Selected text =>
--- START ---
Uranium prices continue to languish, with spot prices falling to $19.75 per lb. this week, down from $20 per lb. just a week earlier. Uranium prices have collapsed since the Fukushima Nuclear Disaster as countries shelved nuclear development plans, but earnings from Cameco released this week suggest that demand for the commodity could finally be turning the corner.
Cameco Corp. on Wednesday reported a better-than-expected quarterly profit, with a jump in uranium sales volumes, contributing to the upside. This is a particularly bullish signal for the uranium sector with low interest in buying uranium combined with high levels of stockpiled uranium, pushing prices down significantly since the nuclear disaster.
Cameco’s uranium sales rose 35% to 9.3 million pounds in the third quarter. The company reported a net profit of CDN$142-million, or 36 cents per share, a significant improvement compared to the loss of CDN$4-million, or 1 cent per share in the third quarter of 2015. Adjusted earnings were CDN $0.30 per share, surpassing the analyst expectation of CDN$0.28 per share. Revenue was CDN$670-million, topping analysts’ expectation of CDN$654.9-million.
While the big boost in uranium sales was positive for the company, Cameco warned that the uranium market would remain depressed until Japan restarted its nuclear reactors and excess uranium supply was depleted.
While the uranium market stagnated after Fukushima, over the long term demand is expected to improve due to the amount of nuclear power plants currently under construction. This October, the first nuclear generator commissioned in the US in 20 years began commercial operation. The Tennessee Valley Authority brought the Watts Bar 2 Reactor on line on October 19, the first of five nuclear reactors under construction in the United States, all of which are expected to come online by 2020. Worldwide, according to the World Nuclear Association, about 60 nuclear power reactors are under construction with estimates of over 160 in the firm planning stages.
--- END ---
Supplied entries =>
--- START ---
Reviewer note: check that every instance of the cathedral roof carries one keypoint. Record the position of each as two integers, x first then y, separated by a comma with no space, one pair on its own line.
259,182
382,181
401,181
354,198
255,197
--- END ---
Work request 1 => Reproduce the uranium article word for word, starting at "While the big" up to and including "firm planning stages.".
Work request 2 => Turn the paragraph of the uranium article that opens "Cameco’s uranium sales rose" into a short bulleted list that keeps its main figures.
The records come from a separate source and have no connection to the uranium article.

Task output 1 =>
While the big boost in uranium sales was positive for the company, Cameco warned that the uranium market would remain depressed until Japan restarted its nuclear reactors and excess uranium supply was depleted.
While the uranium market stagnated after Fukushima, over the long term demand is expected to improve due to the amount of nuclear power plants currently under construction. This October, the first nuclear generator commissioned in the US in 20 years began commercial operation. The Tennessee Valley Authority brought the Watts Bar 2 Reactor on line on October 19, the first of five nuclear reactors under construction in the United States, all of which are expected to come online by 2020. Worldwide, according to the World Nuclear Association, about 60 nuclear power reactors are under construction with estimates of over 160 in the firm planning stages.

Task output 2 =>
- Uranium sales: up 35% to 9.3 million pounds in the third quarter
- Net profit: CDN$142-million (36 cents per share), versus a loss of CDN$4-million (1 cent per share) in the third quarter of 2015
- Adjusted earnings: CDN$0.30 per share, above the expected CDN$0.28
- Revenue: CDN$670-million, above the expected CDN$654.9-million